# DESCRIPTION OF THE TASK
Copy every line of the items below without the pictures, and scale each coordinate in the answers by 0.45, rounding to whole numbers with halves going up.

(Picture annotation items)
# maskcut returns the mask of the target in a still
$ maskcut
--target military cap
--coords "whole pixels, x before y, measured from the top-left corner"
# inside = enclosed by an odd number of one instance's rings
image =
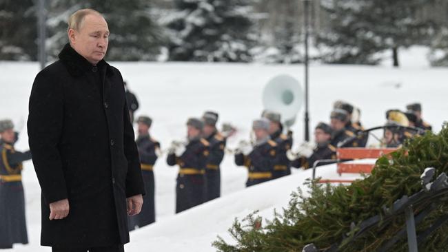
[[[216,125],[218,118],[219,115],[218,113],[214,112],[212,111],[206,111],[202,116],[202,120],[207,125]]]
[[[9,119],[0,120],[0,133],[4,132],[7,129],[14,129],[14,123]]]
[[[422,105],[418,103],[409,104],[406,106],[406,109],[420,112],[422,111]]]
[[[137,118],[137,123],[142,123],[147,125],[148,127],[151,127],[152,124],[152,119],[146,116],[141,116]]]
[[[252,123],[252,129],[254,129],[269,130],[269,122],[265,118],[262,118],[261,119],[255,120]]]
[[[202,129],[204,128],[204,123],[203,123],[202,120],[195,118],[191,118],[188,119],[187,121],[187,125],[194,127],[199,130],[202,130]]]
[[[414,112],[412,111],[408,111],[405,112],[405,115],[406,115],[406,117],[407,117],[407,120],[409,120],[409,122],[412,122],[414,123],[417,123],[417,116],[416,116],[415,114],[414,114]]]
[[[348,113],[347,111],[342,109],[334,109],[330,114],[330,118],[332,119],[338,119],[343,122],[347,120],[348,118]]]
[[[281,120],[281,114],[274,111],[265,110],[262,117],[274,123],[280,123]]]
[[[318,123],[317,126],[316,126],[316,129],[322,129],[324,132],[329,134],[332,134],[332,133],[333,132],[333,129],[332,129],[330,125],[327,125],[325,123],[320,122]]]
[[[345,110],[349,114],[353,114],[353,109],[354,109],[353,105],[341,101],[338,101],[336,103],[334,103],[334,108]]]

# REPLY
# maskcut returns the mask of the target in a still
$ maskcut
--target military cap
--coords "whole pixels, x before y, measured from the top-left corner"
# inside = enclosed by an odd number of one instance's rings
image =
[[[97,56],[98,53],[99,52],[98,51],[96,50],[95,50],[93,50],[91,52],[91,54],[93,56]]]
[[[4,54],[0,54],[0,60],[2,59],[3,58],[6,58],[6,55]]]
[[[190,47],[188,46],[184,47],[183,48],[183,49],[189,50],[190,50]]]
[[[62,53],[62,55],[64,55],[66,56],[67,57],[68,57],[68,56],[68,54],[66,52],[63,52]]]
[[[113,55],[113,58],[114,58],[121,59],[121,55],[119,53],[118,53],[117,54],[115,54]]]
[[[91,58],[92,58],[92,55],[91,55],[91,54],[88,53],[86,53],[85,54],[84,54],[84,56],[87,57],[90,59],[91,59]]]
[[[186,50],[185,50],[184,50],[182,50],[182,52],[183,52],[183,53],[183,53],[183,54],[184,54],[184,55],[185,55],[186,55],[188,55],[188,52],[187,52],[187,51],[186,51]]]
[[[157,51],[156,50],[154,49],[150,49],[149,51],[149,53],[149,54],[152,54],[154,55],[156,54],[157,53]]]
[[[126,54],[126,51],[123,50],[119,50],[118,53],[123,55],[126,55]]]
[[[143,55],[143,57],[142,57],[142,58],[145,58],[146,59],[148,60],[149,60],[149,60],[150,59],[150,58],[149,58],[149,56],[147,56],[146,55],[144,55]]]
[[[155,50],[157,51],[159,51],[159,49],[159,49],[159,47],[153,45],[152,45],[151,46],[150,46],[150,49]]]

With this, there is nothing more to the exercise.